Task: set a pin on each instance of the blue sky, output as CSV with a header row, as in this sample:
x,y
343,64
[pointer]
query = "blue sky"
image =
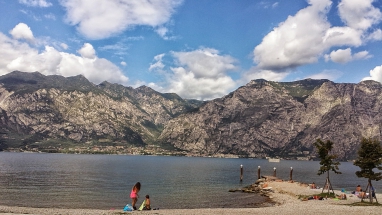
x,y
200,49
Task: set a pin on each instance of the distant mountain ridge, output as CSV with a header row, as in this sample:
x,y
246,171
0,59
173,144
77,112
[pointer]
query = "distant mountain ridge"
x,y
283,119
261,119
42,107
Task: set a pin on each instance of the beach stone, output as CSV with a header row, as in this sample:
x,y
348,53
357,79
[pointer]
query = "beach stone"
x,y
260,180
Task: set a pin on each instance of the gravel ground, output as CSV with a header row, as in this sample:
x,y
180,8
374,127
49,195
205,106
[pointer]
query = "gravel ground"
x,y
285,196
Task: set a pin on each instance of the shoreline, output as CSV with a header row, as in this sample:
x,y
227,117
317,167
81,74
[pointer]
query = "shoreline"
x,y
284,195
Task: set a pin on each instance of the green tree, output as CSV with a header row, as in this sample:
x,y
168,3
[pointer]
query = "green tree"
x,y
327,161
369,158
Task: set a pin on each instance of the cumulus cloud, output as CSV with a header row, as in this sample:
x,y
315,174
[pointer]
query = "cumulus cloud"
x,y
296,41
64,46
345,55
359,14
22,31
199,74
98,19
327,74
306,36
36,3
375,74
18,55
255,73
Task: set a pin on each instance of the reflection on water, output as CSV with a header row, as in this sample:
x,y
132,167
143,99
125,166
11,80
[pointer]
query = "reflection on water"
x,y
105,181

◇ ◇ ◇ ◇

= Requirement =
Carry over the stretch of lines above, from the line that contains "Task: set a pin on each instance of the cumulus" through the last line, and reproduce every line in it, requests included. In the answers, add 12 to each x and y coordinate, and leave the requests and their sample values unchanged.

= Output =
Task: set a pin on each instance of the cumulus cloud, output as CSV with a header row, as in this sample:
x,y
315,174
[pointer]
query = "cumulus cloud"
x,y
308,53
76,58
357,67
371,26
34,43
211,86
110,31
339,86
318,48
48,15
387,86
30,67
267,85
Task: set a pin on each instance of the reflection on water, output as CSV with a header row, as in this sample:
x,y
132,167
143,99
125,166
11,80
[pointer]
query = "reflection on water"
x,y
117,193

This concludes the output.